▶ **What you will do**: Reproduce word for word the passage of the near-drowning account that opens with the words "Ronny said we" and closes with "in the face!".

▶ **Excerpted text**:
============================================================

The most important such event that happened to me was at noon on Sunday, 12 March 1967, on the east coast of Florida near Daytona Beach. I was a teenager at the time. My mother had decided to take us all to the beach, and I had permission to bring along a friend named Ronny (whom I have not seen in the years since, by the way.)
Ronny and I went into the water together, but we decided right away that because the water was so unseasonably cold we really didn’t want to go in much further than waist deep. We just stood there in the water and chatted. There were a lot of waves that day, so as each wave came, we just floated up over the top and came back down on our feet. We were good friends and we got so involved in our conversation that we stood there for a long time. We didn’t even notice that each time we floated over a wave, we were farther out, until after one wave passed by, there was nothing under our feet! We looked and saw the beach as a distant white line on the horizon.
Ronny said we should go back, and I agreed. Then Ronny shouted something to me, which I couldn’t hear, so I stopped swimming and began to tread water so I could talk to him. At that moment, a wave came and slapped me in the face!
Now I spent my entire childhood at the YMCA attempting to learn to swim, but the only strokes I could master were the backstroke and the sidestroke, because if I get any water into my nose, I get all clogged up and can’t breathe. So I couldn’t do the Australian crawl or the butterfly stroke or anything else for more than one lap. I had to swim with my head above water. When that wave slapped me in the face, my breathing passages filled up and I had a hard time breathing! I began to cough and choke as I was treading water. While I was struggling to regain control, a second wave slapped me in the face. It was all I could take. I couldn’t breathe very well, so I couldn’t swim. All I could do was tread water as the waves pulled me farther and farther out. I became alarmed, because we were farther out than any of the other swimmers that day, and the coast line was receding fast! Adrenaline shot through my body, I tread water furiously, but I couldn’t get up the strength or catch enough air to make any progress toward shore.
Then I became very depressed, because it was obvious that I would never make it. There was no one in sight; I couldn’t even see Ronny or the shore anymore. All around me was 360 degrees of water! I was very angry and upset, because I was only fifteen years old. I had never driven a car by myself. I had never done anything particularly good or evil, and I regretted that I hadn’t been wilder. I was going to die at the age of fifteen, and my body would never be recovered. I screamed to God, in whom I did not believe, in an incoherent cry for help. Then fatigue set in as my limbs grew tired. I became euphoric, and I longed for death. I was dying, I was crying, but it felt very good. As my arms and legs became starved for oxygen, they began to go numb and gradually refused to move. I was very contented when I passed out and slipped beneath the water.

============================================================

▶ **Records supplied**:
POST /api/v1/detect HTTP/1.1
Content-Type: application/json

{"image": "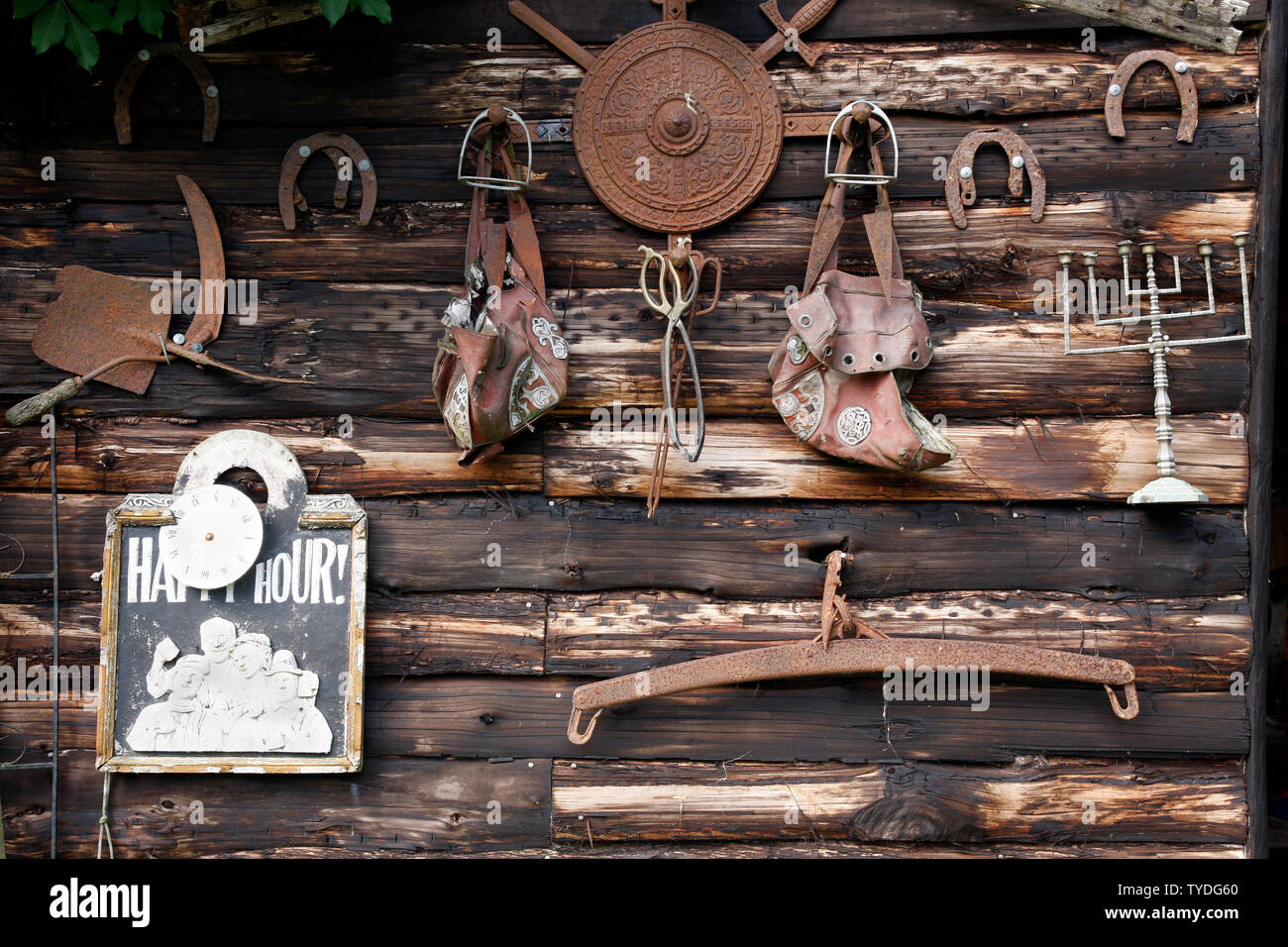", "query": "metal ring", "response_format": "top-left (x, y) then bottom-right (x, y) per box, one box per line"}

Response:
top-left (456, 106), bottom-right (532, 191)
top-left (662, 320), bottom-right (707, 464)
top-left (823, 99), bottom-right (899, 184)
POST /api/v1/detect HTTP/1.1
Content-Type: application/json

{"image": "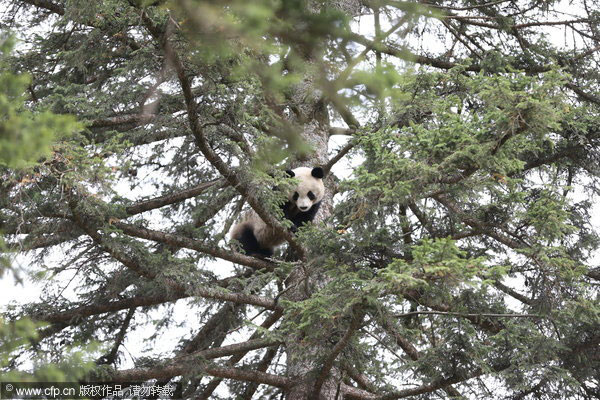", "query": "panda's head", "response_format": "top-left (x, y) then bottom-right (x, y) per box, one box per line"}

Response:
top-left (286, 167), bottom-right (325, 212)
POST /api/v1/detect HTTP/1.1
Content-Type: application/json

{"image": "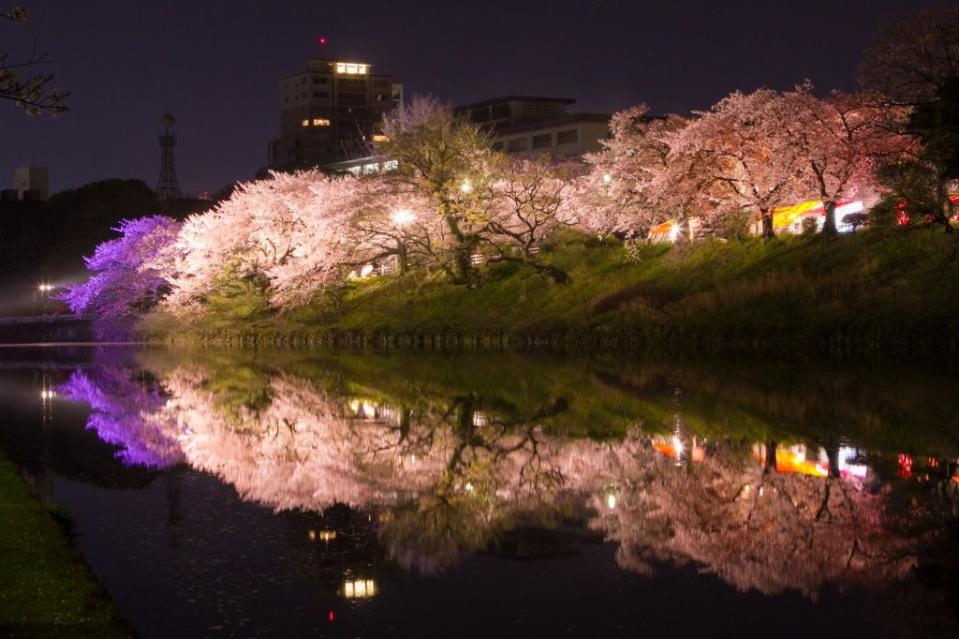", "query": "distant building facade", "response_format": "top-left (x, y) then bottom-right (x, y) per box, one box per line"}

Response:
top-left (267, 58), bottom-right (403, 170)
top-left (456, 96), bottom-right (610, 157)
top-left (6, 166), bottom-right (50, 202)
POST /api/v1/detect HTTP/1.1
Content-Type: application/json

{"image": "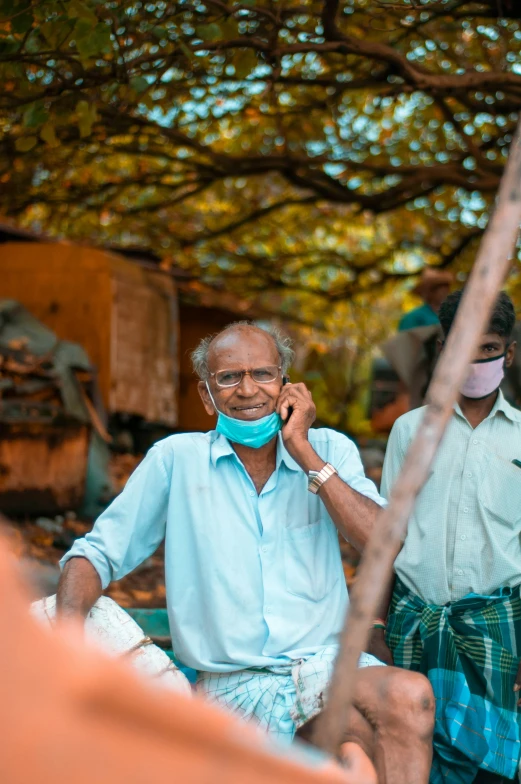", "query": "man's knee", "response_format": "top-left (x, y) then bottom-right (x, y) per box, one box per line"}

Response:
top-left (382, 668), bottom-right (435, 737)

============================================================

▶ **Finished answer**:
Ronny said we should go back, and I agreed. Then Ronny shouted something to me, which I couldn’t hear, so I stopped swimming and began to tread water so I could talk to him. At that moment, a wave came and slapped me in the face!